**REQUIREMENT**
Format the entries below as a two-column CSV with the header columns instruction and coordinates, giving one row for each entry. Place each entry's text and its answer in separate quoted fields, with any line breaks replaced by spaces.
^^^^^^^^
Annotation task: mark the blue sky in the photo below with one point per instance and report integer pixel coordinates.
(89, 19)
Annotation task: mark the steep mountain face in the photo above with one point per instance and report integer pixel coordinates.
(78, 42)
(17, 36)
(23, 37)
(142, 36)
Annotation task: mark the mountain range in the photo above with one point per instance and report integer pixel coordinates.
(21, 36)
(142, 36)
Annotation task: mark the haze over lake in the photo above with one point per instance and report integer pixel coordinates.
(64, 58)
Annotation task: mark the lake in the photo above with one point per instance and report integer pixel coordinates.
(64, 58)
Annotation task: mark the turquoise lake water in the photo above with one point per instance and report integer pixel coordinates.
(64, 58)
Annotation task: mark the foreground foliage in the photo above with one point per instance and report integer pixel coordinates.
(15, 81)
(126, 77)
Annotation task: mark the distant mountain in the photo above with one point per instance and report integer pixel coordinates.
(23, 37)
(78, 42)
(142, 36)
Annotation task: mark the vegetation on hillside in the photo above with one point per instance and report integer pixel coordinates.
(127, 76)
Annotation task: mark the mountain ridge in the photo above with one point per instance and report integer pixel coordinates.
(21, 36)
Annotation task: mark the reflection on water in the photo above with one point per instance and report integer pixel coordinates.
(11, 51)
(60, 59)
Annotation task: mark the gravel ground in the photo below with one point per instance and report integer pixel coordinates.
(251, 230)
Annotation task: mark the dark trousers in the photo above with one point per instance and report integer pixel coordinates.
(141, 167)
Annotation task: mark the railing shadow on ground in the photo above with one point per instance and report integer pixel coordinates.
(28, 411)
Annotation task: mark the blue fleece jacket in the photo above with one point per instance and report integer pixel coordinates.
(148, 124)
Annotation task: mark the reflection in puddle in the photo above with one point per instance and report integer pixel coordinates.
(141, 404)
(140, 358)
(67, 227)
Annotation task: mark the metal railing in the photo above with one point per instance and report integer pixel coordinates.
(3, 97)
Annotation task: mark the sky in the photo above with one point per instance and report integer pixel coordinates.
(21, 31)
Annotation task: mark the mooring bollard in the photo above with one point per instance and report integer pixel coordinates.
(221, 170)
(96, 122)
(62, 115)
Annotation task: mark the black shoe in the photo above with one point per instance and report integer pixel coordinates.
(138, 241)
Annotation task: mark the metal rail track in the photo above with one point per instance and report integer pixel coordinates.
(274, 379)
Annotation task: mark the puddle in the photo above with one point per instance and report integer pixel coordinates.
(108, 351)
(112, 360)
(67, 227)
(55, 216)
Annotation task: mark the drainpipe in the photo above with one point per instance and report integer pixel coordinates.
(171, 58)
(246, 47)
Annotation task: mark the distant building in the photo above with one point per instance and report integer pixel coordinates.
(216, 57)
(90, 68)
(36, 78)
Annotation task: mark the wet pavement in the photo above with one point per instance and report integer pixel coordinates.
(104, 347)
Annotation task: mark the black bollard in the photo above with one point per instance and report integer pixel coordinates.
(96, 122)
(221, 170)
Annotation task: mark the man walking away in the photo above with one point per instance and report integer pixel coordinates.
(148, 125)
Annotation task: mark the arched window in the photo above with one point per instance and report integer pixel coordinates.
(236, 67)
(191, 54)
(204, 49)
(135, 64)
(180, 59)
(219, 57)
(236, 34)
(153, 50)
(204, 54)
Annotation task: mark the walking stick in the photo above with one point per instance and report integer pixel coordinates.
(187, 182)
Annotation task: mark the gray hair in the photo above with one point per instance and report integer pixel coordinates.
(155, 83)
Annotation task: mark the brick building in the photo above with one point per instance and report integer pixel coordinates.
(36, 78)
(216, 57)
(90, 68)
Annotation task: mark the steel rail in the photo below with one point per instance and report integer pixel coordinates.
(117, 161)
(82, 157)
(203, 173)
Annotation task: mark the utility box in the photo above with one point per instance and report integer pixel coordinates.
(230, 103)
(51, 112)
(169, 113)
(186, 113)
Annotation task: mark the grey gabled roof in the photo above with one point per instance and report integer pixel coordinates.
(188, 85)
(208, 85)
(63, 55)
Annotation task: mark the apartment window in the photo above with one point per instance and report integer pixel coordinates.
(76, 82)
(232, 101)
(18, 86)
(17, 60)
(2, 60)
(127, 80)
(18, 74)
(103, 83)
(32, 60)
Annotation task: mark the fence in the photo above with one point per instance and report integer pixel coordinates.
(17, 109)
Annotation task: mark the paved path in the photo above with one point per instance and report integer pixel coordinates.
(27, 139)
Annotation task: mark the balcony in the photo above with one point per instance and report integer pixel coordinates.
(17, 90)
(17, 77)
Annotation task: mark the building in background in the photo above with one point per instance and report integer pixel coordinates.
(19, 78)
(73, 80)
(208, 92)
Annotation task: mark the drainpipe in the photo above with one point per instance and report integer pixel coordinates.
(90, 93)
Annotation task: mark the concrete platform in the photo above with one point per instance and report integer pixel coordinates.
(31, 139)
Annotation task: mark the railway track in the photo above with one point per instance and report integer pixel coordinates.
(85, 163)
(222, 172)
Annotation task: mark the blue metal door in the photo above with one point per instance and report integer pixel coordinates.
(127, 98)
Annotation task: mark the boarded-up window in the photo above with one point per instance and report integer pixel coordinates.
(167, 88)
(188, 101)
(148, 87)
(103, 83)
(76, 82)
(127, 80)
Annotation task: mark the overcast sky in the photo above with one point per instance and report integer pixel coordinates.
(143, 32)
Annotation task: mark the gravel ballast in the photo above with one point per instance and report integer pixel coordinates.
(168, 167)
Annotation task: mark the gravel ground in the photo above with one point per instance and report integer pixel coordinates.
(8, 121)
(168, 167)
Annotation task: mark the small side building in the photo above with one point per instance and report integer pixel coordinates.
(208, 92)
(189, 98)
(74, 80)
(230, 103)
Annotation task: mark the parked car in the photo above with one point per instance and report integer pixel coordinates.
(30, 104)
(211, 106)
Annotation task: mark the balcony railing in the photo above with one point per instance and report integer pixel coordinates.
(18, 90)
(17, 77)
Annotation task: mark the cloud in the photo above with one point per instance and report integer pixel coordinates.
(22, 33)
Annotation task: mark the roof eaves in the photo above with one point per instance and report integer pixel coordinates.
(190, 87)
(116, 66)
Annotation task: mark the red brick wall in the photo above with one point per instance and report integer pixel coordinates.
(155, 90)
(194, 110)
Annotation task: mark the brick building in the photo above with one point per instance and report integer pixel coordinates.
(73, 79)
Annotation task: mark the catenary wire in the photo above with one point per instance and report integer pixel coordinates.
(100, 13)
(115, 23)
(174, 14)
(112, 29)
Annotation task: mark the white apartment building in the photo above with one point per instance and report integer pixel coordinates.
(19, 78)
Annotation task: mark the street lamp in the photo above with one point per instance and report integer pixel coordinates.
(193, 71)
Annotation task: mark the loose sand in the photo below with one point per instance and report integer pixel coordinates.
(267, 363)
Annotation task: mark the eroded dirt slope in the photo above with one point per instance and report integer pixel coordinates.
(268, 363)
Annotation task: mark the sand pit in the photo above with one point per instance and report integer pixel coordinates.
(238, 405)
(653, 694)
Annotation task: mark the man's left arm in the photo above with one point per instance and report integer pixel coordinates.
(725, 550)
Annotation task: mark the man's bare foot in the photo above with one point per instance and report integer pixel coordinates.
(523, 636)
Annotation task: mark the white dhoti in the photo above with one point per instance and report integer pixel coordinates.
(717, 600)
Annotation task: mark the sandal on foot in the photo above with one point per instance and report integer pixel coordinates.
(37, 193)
^^^^^^^^
**FULL OUTPUT**
instruction,coordinates
"Annotation task: mark the blue sky in the photo below with one point per instance and report integer pixel coordinates.","(89, 19)"
"Annotation task: mark the steep mountain face in the photo above with one point per instance and report integer pixel coordinates.","(78, 42) (17, 36) (23, 37) (142, 36)"
"Annotation task: mark the mountain range in the photo above with one point per instance and report integer pixel coordinates.","(21, 36) (142, 36)"
"Annotation task: mark the haze over lake in the photo above with one point per instance and report integer pixel coordinates.","(64, 58)"
"Annotation task: mark the lake in the photo above with one point per instance and report integer pixel coordinates.","(64, 58)"
"Annotation task: mark the turquoise lake water in the photo above with one point per instance and report integer pixel coordinates.","(64, 58)"
"Annotation task: mark the foreground foliage in the photo above with one point per instance and report integer pixel coordinates.","(15, 81) (126, 77)"
"Annotation task: mark the distant mountain in the photo above with one point per instance and report integer pixel coordinates.","(23, 37) (78, 42) (142, 36)"
"Annotation task: mark the vegetation on hillside in the photo above with one point per instance and report integer pixel coordinates.","(127, 76)"
"Annotation task: mark the mountain ridge in the photo above with one point per instance and report integer pixel coordinates.","(21, 36)"
"Annotation task: mark the reflection on water in the photo above with one point per instance and report integer pixel coordinates.","(11, 51) (60, 59)"
"Annotation task: mark the gravel ground in the photo below with one point per instance and report integer pixel coordinates.","(251, 230)"
"Annotation task: mark the dark trousers in the photo above with one point per instance and report integer pixel coordinates.","(141, 167)"
"Annotation task: mark the railing shadow on ground in the photo above with one point per instance and report integer pixel coordinates.","(28, 411)"
"Annotation task: mark the blue fleece jacket in the photo above with one point per instance and report integer pixel coordinates.","(148, 124)"
"Annotation task: mark the reflection in puddle in the photo above with one point per instance and report integer pixel coordinates.","(141, 404) (140, 358) (67, 227)"
"Annotation task: mark the metal railing in the photo above with one point per instance and report integer pixel coordinates.","(3, 97)"
"Annotation task: mark the sky in the photo above with one point per instance and report integer pixel coordinates.","(21, 31)"
"Annotation task: mark the mooring bollard in the photo above with one point per instance and report integer pixel coordinates.","(221, 170) (96, 122) (62, 115)"
"Annotation task: mark the black shoe in the photo above with one point per instance and report integer pixel coordinates.","(138, 241)"
"Annotation task: mark the metal rail track in the photo above with one point per instance and report integer pixel coordinates.","(274, 379)"
"Annotation task: mark the puddle in the photo above with one point per instance and report integer pixel coordinates.","(108, 351) (112, 360) (67, 227) (55, 216)"
"Annotation task: mark the drainpipe in the photo above with one point per instance and report integer pixel coordinates.","(171, 58) (246, 47)"
"Annotation task: mark the distant building in the photo above with one point per instance and report integer pixel coordinates.","(216, 57) (90, 68) (36, 78)"
"Annotation task: mark the wet pavement in the photo above with one point per instance and report integer pixel coordinates.","(104, 347)"
"Annotation task: mark the black bollard in the photo above with one point per instance and report integer pixel coordinates.","(96, 122) (221, 170)"
"Annotation task: mark the man walking away in the photo above with one point per instance and report integer pixel coordinates.","(148, 125)"
"Annotation task: mark the arched window in the photo above with one point per instance and report integer pixel coordinates.","(236, 67) (191, 54) (204, 49) (135, 64) (180, 59) (219, 57) (236, 34) (153, 50) (204, 54)"
"Annotation task: mark the walking stick in the photo above with one point per instance and report integer pixel coordinates.","(187, 182)"
"Annotation task: mark the gray hair in the photo above with one point per instance and report integer pixel coordinates.","(155, 83)"
"Annotation task: mark the brick building in the photo above with one point per instance and report integer pixel coordinates.","(36, 78) (216, 57) (90, 68)"
"Annotation task: mark the steel rail in the photo below with one point per instance and report integer pixel coordinates.","(117, 161) (82, 157) (203, 173)"
"Annotation task: mark the utility box in the photo above with one point per instance and report integer pixel coordinates.","(230, 103) (51, 112) (169, 113) (186, 113)"
"Annotation task: mark the grey gabled roof in the photo above with one point per instance and report integer pixel coordinates.","(188, 85) (208, 85) (63, 55)"
"Annotation task: mark the apartment window in the photo above with one point per instance and report integer pixel coordinates.","(76, 82) (232, 101) (18, 86) (17, 60) (2, 60) (127, 80) (18, 74) (103, 83) (32, 60)"
"Annotation task: mark the fence in the photo above with one point per instance and report integer pixel coordinates.","(17, 109)"
"Annotation task: mark the paved path in the photo above with one point per instance and report integer pixel coordinates.","(27, 139)"
"Annotation task: mark the balcony in the photo above with one point per instance and report integer pixel coordinates.","(17, 90) (17, 77)"
"Annotation task: mark the building in background in the photo above with one point per instance and report integer pixel coordinates.","(19, 78) (73, 80) (208, 92)"
"Annotation task: mark the drainpipe in the photo above with one point per instance and report integer pixel coordinates.","(90, 93)"
"Annotation task: mark the concrete platform in the photo above with one point per instance and report integer pixel coordinates.","(31, 139)"
"Annotation task: mark the railway track in the photo above with one point per instance and report integer pixel coordinates.","(85, 163) (222, 172)"
"Annotation task: mark the blue metal door in the photo above with one point per instance and report integer pixel coordinates.","(127, 98)"
"Annotation task: mark the boarded-up window in the photo above with one point per instance and report integer pixel coordinates.","(167, 88) (188, 101) (148, 87) (103, 83) (76, 82) (127, 80)"
"Annotation task: mark the overcast sky in the photo above with one point per instance and report integer pixel coordinates.","(143, 32)"
"Annotation task: mark the gravel ballast in the photo above with one point per instance and report integer pixel coordinates.","(168, 167)"
"Annotation task: mark the gravel ground in the photo above with one point per instance and report integer pixel coordinates.","(8, 121) (168, 167)"
"Annotation task: mark the small side building in the photo above with one point per instance and report integer pixel coordinates.","(208, 92) (189, 98) (74, 80) (230, 103)"
"Annotation task: mark the parked car in the photo above with one point per instance and report integer pixel coordinates.","(30, 104) (211, 106)"
"Annotation task: mark the balcony railing in the photo above with one point per instance and report integer pixel coordinates.","(18, 90) (17, 77)"
"Annotation task: mark the cloud in the photo above with one point per instance and report integer pixel coordinates.","(22, 33)"
"Annotation task: mark the roof eaves in the photo above with one point per instance and report integer pixel coordinates.","(190, 87) (116, 66)"
"Annotation task: mark the red brick wall in the photo above with one point per instance and report integer pixel coordinates.","(155, 90) (194, 110)"
"Annotation task: mark the brick building in the photo above with one point per instance and report integer pixel coordinates.","(73, 79)"
"Annotation task: mark the catenary wire in the photo above with one point per instance and report integer pixel coordinates.","(100, 13) (115, 23) (174, 14) (112, 29)"
"Annotation task: mark the white apartment building in the photo above with one point per instance and report integer pixel coordinates.","(19, 78)"
"Annotation task: mark the street lamp in the photo above with one point per instance and report integer pixel coordinates.","(193, 71)"
"Annotation task: mark the loose sand in the photo below with one point per instance and report integer pixel coordinates.","(267, 363)"
"Annotation task: mark the eroded dirt slope in the photo above with one point per instance and report integer pixel coordinates.","(268, 363)"
"Annotation task: mark the sand pit in the photo above with one point per instance and report integer pixel coordinates.","(238, 405) (653, 694)"
"Annotation task: mark the man's left arm in the photo above with one point per instance and report integer pixel coordinates.","(725, 550)"
"Annotation task: mark the man's bare foot in the photo above with one point per instance and report integer pixel coordinates.","(523, 636)"
"Annotation task: mark the white dhoti in the photo above with one point per instance and report integer pixel coordinates.","(717, 600)"
"Annotation task: mark the sandal on foot in the photo above with one point per instance and report integer pixel coordinates.","(37, 193)"